Material provided section start
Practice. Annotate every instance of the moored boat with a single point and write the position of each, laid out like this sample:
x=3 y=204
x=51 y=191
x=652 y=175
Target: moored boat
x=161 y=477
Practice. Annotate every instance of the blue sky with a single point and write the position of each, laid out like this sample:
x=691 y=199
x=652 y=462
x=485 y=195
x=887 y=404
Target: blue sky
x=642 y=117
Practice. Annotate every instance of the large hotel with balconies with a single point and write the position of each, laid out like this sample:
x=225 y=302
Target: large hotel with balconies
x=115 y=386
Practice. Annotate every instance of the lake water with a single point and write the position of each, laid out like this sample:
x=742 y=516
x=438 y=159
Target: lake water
Material provided section end
What you should do: Exactly the lines from the one containing "x=225 y=302" through the final line above, and only those, should be given again.

Result:
x=225 y=302
Target: large hotel with balconies
x=115 y=386
Practice. Annotate every instance of the lake water with a single point and write the position of each, laid out like this sample:
x=742 y=516
x=438 y=159
Target: lake water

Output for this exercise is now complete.